The following data has a line with "mound in this photo" and a line with "canopy in this photo". Write out exactly those lines and all the lines between them.

##### Given data

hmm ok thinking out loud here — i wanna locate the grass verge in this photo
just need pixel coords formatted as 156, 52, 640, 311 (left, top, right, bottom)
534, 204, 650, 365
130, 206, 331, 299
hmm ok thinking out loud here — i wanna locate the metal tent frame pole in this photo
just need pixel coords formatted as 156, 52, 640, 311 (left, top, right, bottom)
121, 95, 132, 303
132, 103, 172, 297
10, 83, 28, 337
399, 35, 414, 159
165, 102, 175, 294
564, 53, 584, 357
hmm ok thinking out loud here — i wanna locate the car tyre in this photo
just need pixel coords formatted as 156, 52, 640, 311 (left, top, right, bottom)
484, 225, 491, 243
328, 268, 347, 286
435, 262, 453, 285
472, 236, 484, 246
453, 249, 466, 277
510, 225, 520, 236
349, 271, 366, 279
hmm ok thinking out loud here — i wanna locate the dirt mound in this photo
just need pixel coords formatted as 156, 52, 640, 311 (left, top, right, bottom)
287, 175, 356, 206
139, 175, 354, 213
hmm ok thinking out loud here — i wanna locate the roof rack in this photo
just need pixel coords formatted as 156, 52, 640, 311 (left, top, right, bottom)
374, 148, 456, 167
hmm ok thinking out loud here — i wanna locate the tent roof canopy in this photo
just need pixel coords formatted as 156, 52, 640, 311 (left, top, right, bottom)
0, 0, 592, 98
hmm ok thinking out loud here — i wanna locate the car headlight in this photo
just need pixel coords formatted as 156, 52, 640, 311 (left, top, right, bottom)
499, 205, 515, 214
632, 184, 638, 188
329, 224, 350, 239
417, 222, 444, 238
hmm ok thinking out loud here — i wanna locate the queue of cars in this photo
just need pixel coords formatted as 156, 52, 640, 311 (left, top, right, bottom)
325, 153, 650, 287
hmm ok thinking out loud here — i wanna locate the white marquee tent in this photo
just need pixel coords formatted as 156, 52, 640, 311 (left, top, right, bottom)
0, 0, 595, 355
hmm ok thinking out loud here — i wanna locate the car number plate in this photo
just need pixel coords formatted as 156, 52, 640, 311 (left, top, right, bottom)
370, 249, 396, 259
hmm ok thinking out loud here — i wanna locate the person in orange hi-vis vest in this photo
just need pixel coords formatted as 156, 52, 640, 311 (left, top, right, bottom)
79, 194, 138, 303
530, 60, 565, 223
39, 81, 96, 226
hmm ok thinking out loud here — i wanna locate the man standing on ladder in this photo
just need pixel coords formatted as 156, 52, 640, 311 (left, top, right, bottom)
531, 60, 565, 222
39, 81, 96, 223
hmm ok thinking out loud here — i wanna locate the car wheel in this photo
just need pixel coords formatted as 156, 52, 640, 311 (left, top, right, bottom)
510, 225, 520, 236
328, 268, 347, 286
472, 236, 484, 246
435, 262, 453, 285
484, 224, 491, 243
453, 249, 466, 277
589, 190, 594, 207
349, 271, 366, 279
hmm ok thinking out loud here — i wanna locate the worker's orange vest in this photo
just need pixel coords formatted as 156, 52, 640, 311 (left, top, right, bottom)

##########

▶ Output for this exercise
hmm ok thinking out loud here — i wanna locate the dirt mound in this photo
just need pixel coords formatted as 156, 52, 640, 311 (left, top, right, bottom)
287, 175, 356, 206
139, 175, 354, 213
hmm ok thinking out loud here — i wanna locate the roof rack in this photo
just need pixel coords formatted as 156, 52, 640, 311 (left, top, right, bottom)
374, 148, 456, 167
hmm ok thinking out loud here — i wanna locate the tent roof canopy in this photo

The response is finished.